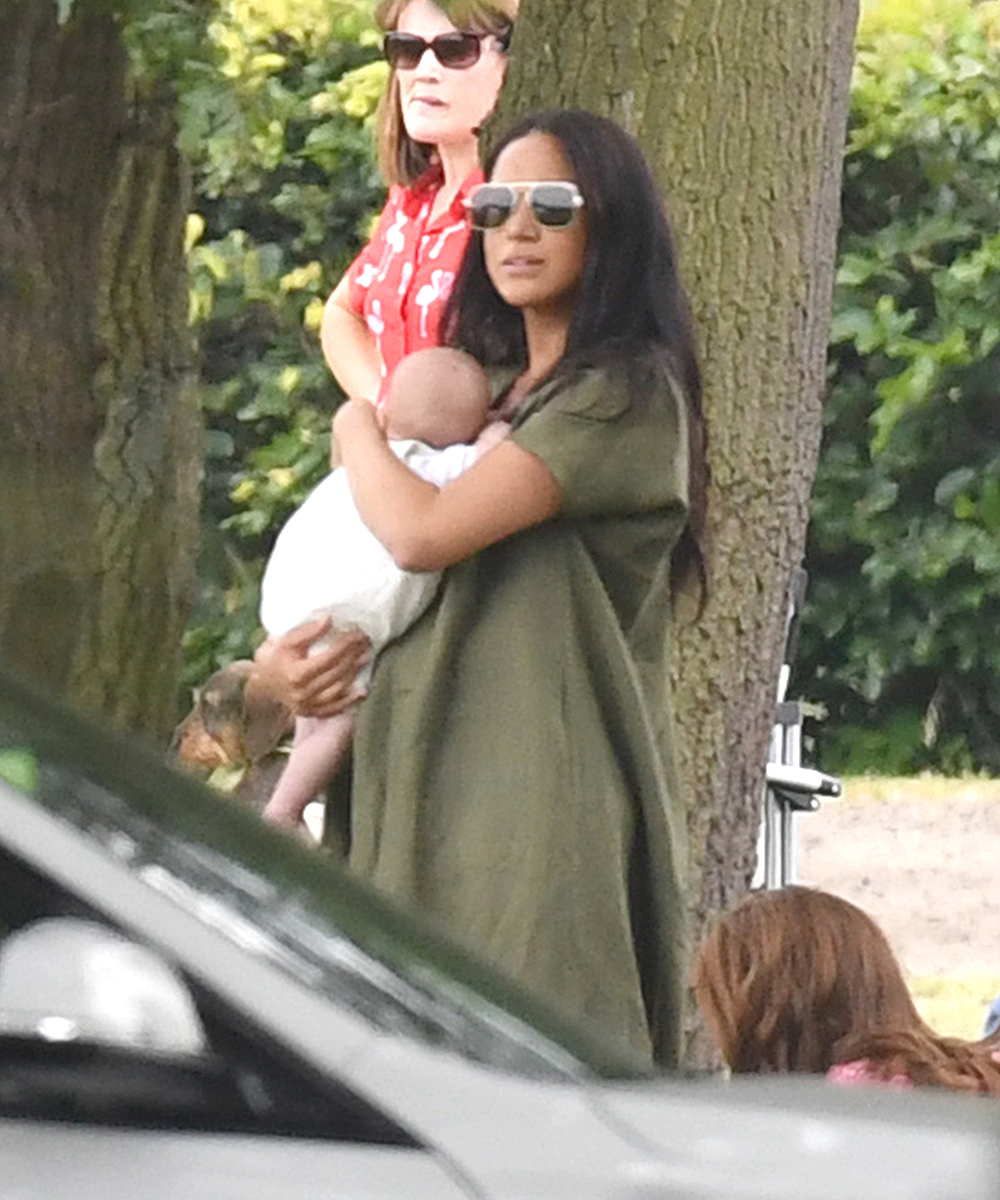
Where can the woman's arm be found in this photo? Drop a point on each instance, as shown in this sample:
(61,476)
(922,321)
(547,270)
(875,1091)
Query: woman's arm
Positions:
(426,528)
(348,346)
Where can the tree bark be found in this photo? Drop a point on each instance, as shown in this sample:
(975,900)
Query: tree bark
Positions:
(742,112)
(101,445)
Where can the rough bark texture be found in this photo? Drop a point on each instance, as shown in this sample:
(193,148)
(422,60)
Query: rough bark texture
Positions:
(742,111)
(100,447)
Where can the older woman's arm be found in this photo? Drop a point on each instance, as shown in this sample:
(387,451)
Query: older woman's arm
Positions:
(426,528)
(348,346)
(321,684)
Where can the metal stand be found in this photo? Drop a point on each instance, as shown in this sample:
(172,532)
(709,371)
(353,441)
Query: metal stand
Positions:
(790,787)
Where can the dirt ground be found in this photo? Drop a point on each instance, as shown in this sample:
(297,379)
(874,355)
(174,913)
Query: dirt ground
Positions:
(922,857)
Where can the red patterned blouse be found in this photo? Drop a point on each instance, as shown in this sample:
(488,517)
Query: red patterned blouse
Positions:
(400,281)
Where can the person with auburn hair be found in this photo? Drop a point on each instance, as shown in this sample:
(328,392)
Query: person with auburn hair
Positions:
(514,772)
(801,981)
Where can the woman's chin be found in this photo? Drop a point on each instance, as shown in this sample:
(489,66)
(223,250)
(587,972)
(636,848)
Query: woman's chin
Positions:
(437,130)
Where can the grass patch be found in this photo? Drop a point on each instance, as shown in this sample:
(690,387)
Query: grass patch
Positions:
(921,787)
(956,1007)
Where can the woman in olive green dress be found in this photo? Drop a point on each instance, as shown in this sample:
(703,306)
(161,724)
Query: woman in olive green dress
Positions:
(514,762)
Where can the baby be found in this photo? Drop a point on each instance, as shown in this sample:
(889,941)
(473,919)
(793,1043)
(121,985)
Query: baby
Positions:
(327,563)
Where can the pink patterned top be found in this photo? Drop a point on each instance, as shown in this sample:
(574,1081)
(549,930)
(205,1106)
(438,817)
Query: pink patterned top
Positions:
(401,280)
(861,1071)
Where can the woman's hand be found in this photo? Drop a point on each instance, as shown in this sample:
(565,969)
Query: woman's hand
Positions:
(319,684)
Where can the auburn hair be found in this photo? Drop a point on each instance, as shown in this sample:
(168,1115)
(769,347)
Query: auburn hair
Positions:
(788,977)
(402,160)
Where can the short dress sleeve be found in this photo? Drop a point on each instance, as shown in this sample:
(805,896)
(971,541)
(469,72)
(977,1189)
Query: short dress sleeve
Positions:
(615,438)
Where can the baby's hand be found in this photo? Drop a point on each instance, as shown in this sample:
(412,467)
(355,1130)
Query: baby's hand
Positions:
(491,436)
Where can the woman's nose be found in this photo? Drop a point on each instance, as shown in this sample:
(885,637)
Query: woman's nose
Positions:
(521,222)
(429,65)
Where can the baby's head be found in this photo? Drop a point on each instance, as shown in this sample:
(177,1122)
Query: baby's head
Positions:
(439,396)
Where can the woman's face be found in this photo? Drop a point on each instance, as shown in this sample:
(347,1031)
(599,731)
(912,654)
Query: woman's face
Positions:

Your assignment:
Give back the listing exactly, with the pictures removed.

Your response:
Where can the woman's arm be found in this photo? Drop a point on each instance, as shown in this sample:
(61,476)
(922,321)
(547,270)
(875,1091)
Query: woman's arm
Positions:
(426,528)
(348,346)
Where can the tree bark be found in this photo? Drop a point on each instance, as shown in this sample:
(975,900)
Query: tree bark
Positions:
(742,112)
(101,445)
Where can the rough bark texture be found in this photo? Drop a point on each instance, as shown in this sample:
(193,148)
(422,60)
Query: rough bark texture
Positions:
(742,111)
(100,447)
Where can the older woman's arm be found in this photo? Drop a point on each instance, as shown in this sample:
(387,451)
Query: older woman's arm
Positions:
(426,528)
(348,346)
(321,684)
Where can the metal stand be found in this photo? Drop a point on each instance, as shown in this sample:
(172,532)
(709,371)
(353,441)
Query: metal stand
Positions:
(790,787)
Where can the dirt ground be found in this photo? Drop a point on each instance, as shown in this sample:
(297,379)
(874,355)
(174,913)
Query: dirt ground
Positions:
(922,857)
Where can the red patterned blouse be found in this photo? Drop a point on each instance, as shown in this sample:
(488,517)
Query: red patterned blouse
Positions:
(400,281)
Where can the person with auburn hair be found in this photo? Drop a point on each instance, as shown in this sample:
(328,392)
Query: person with auburn hair
Positions:
(514,772)
(801,981)
Where can the woman's chin be found in this photo? Drop a point on each instance, as shown in this sample:
(489,66)
(223,250)
(587,972)
(636,848)
Query: woman's chin
Positions:
(437,130)
Where can the grass patch be found in this photo? Drop a point on each instance, as shown in this sample:
(690,387)
Query: grass patch
Positions:
(921,787)
(956,1007)
Where can the woman in olive green dress be found in this photo? Drop a point on each instance, as shown in this sample:
(703,306)
(161,724)
Query: woman in olive green dress
Positions:
(514,762)
Where can the baby be found in this photo? Drop a point on each instance, as shown in this sample:
(889,941)
(473,919)
(793,1043)
(121,985)
Query: baby
Positions:
(327,563)
Where can the pink patterned top be found in this photo? Drop a point on each instance, as shown in this sample:
(574,1081)
(549,930)
(205,1106)
(438,817)
Query: pink patterned top
Positions:
(401,280)
(861,1071)
Where can the woman's hand be found in this photo? Drop a point on each instance, as shown in this sample:
(565,969)
Query: woman's hand
Positions:
(319,684)
Where can the auburn hair be found in this photo? Drop a point on each instance, as shown in this sample:
(168,1115)
(769,347)
Query: auburn hair
Positions:
(788,977)
(402,160)
Where can the short dress sleeve be found in this photo? Drop a point on each instance, as shown in this sample:
(805,896)
(971,541)
(469,72)
(977,1189)
Query: short dress sleeve
Positions:
(615,438)
Where can the baby's hand be found in this photo? Drop a point on each instance, as shown in this sample:
(412,467)
(355,1130)
Query: baby's hand
Positions:
(491,436)
Where can the woman's nose be found in this photo? Drop a point on each instance, as shown in this sample:
(885,637)
Query: woman's nose
Positions:
(521,222)
(429,65)
Where can the baby's head be found in this photo? Drop a point on each instance, as shown in this sample:
(177,1122)
Query: baby's head
Positions:
(439,396)
Where can the woman's face be found in this photo? Drop a point on each instance, as shown in this sample:
(347,1031)
(599,731)
(912,654)
Query: woman's face
Positions:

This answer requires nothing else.